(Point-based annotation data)
==*==
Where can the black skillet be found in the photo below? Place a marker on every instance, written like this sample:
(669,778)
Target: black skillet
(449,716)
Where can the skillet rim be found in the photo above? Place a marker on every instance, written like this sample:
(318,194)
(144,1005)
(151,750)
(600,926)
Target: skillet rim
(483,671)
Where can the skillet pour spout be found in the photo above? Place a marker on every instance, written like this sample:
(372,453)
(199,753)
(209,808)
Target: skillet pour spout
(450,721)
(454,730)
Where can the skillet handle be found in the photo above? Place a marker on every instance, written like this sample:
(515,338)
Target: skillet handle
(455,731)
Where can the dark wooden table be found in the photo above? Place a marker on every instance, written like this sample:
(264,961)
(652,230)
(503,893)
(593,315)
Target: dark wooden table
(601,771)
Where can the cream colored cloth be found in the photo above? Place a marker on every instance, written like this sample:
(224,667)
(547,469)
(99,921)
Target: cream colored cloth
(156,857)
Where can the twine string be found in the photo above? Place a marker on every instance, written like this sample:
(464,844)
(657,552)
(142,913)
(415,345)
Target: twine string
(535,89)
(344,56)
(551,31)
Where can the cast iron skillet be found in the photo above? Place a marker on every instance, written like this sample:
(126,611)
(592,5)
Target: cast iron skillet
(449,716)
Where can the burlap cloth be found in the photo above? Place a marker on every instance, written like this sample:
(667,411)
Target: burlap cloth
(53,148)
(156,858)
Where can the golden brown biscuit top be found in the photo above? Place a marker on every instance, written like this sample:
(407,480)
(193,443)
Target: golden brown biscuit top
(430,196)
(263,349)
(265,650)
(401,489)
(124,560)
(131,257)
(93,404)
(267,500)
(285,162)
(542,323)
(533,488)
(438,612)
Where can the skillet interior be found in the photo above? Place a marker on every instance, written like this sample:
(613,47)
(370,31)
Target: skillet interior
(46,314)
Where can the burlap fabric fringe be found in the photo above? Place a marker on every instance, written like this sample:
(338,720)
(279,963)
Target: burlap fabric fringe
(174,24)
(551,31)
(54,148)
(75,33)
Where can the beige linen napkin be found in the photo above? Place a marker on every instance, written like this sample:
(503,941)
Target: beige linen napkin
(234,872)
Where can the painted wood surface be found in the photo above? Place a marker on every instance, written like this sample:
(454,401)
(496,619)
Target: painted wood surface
==*==
[Problem description] Write out every line of the material above, keeping each one identical to the original.

[Complete answer]
Where can the black skillet be found in the photo below? Place a marker on every instance, written like this sample:
(669,778)
Target: black skillet
(449,716)
Where can the skillet rim be found in the photo above? Place a marker on every instance, written like this sample:
(318,194)
(144,1005)
(151,750)
(600,926)
Target: skillet rim
(483,671)
Where can the skillet pour spout be found in the photo above? Place a marker on every instance, written like this sample:
(372,453)
(199,753)
(209,808)
Target: skillet pour spout
(450,721)
(454,730)
Where can the skillet handle be found in the photo above? Place a marker on every instance, written like this sample:
(515,338)
Target: skillet handle
(455,731)
Where can the dark wooden table be found in the photo above? Place a marker on every instance, written like this sample:
(264,961)
(652,230)
(503,893)
(593,315)
Target: dark wooden table
(601,771)
Where can the cream colored cloth be found in the photo above? Place a marker on every instance, written like this sample:
(224,667)
(547,469)
(99,921)
Target: cream colored cloth
(156,857)
Where can the twine string be found in the photo above? Place a marker on every instance, written like this sample:
(464,844)
(657,552)
(142,913)
(415,345)
Target: twine string
(535,89)
(344,56)
(551,31)
Where can the cast iron skillet be found in the photo above? Place a marker on every instance, written like this sample:
(126,611)
(592,5)
Target: cast iron skillet
(449,716)
Where can the burlap cloth be found in the photo above? Place a marker on every instance, written like this sample:
(667,411)
Target: burlap cloth
(53,148)
(156,858)
Where can the golden brown biscuit top be found in the photo above? Place a marker on every instance, written like this sample:
(407,480)
(193,443)
Target: golden brown biscuit top
(430,196)
(263,349)
(265,650)
(401,489)
(124,560)
(131,257)
(93,404)
(267,500)
(285,162)
(542,323)
(533,488)
(438,612)
Where can the skillet interior be found in the photo above? Place a marker on every instance, written like this sample:
(613,47)
(370,31)
Target: skillet interior
(46,314)
Where can the burlap fabric fringe be found in the photo above? Place a marker on every instance, written like this sample:
(338,720)
(279,963)
Target: burlap fabric fringe
(174,24)
(551,31)
(54,148)
(75,33)
Where can the beige linen napkin be found in the photo above? Place a marker on every instance, written like this sample:
(503,941)
Target: beige linen napkin
(234,872)
Where can the painted wood surface be found in the photo above? Place a marker on every instance, written like this sample:
(454,401)
(496,619)
Target: painted wood surface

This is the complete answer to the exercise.